* **TASK STATEMENT**
Copy these entries verbatim, everything from the start of the entries down to the line containing "left=77, top=86, right=314, bottom=232", with that line included.

Rows from a dataset for labeling boxes:
* * * * * * * * *

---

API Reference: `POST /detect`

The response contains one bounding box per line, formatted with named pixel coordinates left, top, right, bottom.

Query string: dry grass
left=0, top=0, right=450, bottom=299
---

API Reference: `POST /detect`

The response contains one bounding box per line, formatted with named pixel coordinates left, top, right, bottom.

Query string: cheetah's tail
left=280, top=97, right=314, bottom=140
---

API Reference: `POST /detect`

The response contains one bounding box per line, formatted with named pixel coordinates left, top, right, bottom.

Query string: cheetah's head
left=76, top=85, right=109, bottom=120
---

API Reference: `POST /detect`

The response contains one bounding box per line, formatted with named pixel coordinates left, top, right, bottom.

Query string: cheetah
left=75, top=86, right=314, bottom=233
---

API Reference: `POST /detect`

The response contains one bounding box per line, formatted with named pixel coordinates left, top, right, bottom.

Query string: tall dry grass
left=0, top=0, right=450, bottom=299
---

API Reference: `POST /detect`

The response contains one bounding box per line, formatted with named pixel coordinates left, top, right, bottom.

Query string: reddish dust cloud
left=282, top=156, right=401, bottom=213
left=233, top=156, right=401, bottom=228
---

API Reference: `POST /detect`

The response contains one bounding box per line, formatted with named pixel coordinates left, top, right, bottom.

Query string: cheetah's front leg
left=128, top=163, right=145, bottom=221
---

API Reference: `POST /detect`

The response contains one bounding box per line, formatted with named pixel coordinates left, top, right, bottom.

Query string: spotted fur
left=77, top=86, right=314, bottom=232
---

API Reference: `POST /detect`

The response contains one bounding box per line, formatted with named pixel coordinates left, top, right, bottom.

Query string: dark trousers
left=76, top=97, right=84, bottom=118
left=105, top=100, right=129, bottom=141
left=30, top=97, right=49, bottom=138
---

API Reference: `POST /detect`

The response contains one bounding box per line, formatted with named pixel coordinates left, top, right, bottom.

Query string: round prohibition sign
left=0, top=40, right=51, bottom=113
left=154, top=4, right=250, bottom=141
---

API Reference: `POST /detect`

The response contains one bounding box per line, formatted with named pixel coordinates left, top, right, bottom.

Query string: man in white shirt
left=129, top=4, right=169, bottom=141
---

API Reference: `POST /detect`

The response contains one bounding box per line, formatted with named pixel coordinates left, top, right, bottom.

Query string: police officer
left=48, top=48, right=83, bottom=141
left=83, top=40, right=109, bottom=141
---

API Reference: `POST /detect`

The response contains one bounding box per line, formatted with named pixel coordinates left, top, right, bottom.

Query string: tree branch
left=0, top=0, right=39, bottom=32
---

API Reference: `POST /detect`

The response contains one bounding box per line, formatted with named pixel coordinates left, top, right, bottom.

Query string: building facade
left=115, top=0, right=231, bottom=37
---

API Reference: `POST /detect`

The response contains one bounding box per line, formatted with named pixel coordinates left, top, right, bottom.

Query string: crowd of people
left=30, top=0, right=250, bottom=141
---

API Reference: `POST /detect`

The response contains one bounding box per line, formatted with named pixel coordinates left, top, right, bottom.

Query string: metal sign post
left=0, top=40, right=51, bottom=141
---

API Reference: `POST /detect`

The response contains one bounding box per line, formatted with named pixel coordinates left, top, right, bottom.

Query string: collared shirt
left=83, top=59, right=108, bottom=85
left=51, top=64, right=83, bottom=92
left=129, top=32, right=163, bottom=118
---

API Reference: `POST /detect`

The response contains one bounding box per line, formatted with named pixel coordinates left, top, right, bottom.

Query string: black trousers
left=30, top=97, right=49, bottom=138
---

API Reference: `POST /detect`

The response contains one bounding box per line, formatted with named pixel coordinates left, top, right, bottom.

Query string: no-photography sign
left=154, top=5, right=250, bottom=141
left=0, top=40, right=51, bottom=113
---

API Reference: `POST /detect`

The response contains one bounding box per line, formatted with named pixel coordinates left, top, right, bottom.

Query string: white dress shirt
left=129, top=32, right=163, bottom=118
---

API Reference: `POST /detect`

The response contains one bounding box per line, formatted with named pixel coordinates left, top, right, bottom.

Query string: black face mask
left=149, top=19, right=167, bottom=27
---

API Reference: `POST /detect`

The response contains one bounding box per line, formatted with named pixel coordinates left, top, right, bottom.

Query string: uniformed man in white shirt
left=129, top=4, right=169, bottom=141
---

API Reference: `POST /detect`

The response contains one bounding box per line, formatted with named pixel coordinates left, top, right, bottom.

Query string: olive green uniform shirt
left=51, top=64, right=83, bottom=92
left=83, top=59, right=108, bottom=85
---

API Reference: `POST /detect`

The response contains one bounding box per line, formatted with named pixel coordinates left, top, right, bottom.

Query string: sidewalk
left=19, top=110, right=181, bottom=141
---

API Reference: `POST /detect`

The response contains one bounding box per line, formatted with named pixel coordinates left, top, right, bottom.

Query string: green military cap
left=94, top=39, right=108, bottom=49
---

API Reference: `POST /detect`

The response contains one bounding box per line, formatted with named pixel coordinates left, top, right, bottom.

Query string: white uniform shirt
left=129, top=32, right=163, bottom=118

* * * * * * * * *

* **FINAL RESULT**
---

API Reference: `POST /detect`

The response contains one bounding box per line, formatted with named pixel coordinates left, top, right, bottom.

Query string: dry grass
left=0, top=0, right=450, bottom=299
---

API Reference: `POST /detect`

The response contains one bounding box per line, formatted with named pixel coordinates left, top, right, bottom.

Query string: cheetah's tail
left=280, top=97, right=314, bottom=140
---

API Reference: `POST /detect`

The response contains one bounding box per line, formatted with named pixel coordinates left, top, right, bottom.

Query string: cheetah's head
left=76, top=85, right=109, bottom=120
---

API Reference: `POST /detect`

The response contains one bounding box per line, formatted with named pixel coordinates left, top, right, bottom.

Query string: cheetah
left=75, top=86, right=314, bottom=233
---

API Reference: `POST /detect`

The response contains one bounding box per line, formatted with named pixel coordinates left, top, right, bottom.

Query string: tall dry grass
left=0, top=0, right=450, bottom=299
---

API Reference: `POST /detect`

The response contains one bounding box per line, formatted with named pixel coordinates left, top, right, bottom.

Query string: reddish dust cloud
left=282, top=156, right=401, bottom=213
left=233, top=156, right=401, bottom=228
---

API Reference: `POST /detect`

The response contains one bounding box per line, formatted with named pixel coordinates left, top, right, bottom.

Query string: cheetah's front leg
left=128, top=163, right=145, bottom=221
---

API Reference: `POST /detect`

The response contains one bounding box per line, formatted with named pixel coordinates left, top, right, bottom.

Query string: spotted fur
left=77, top=86, right=314, bottom=232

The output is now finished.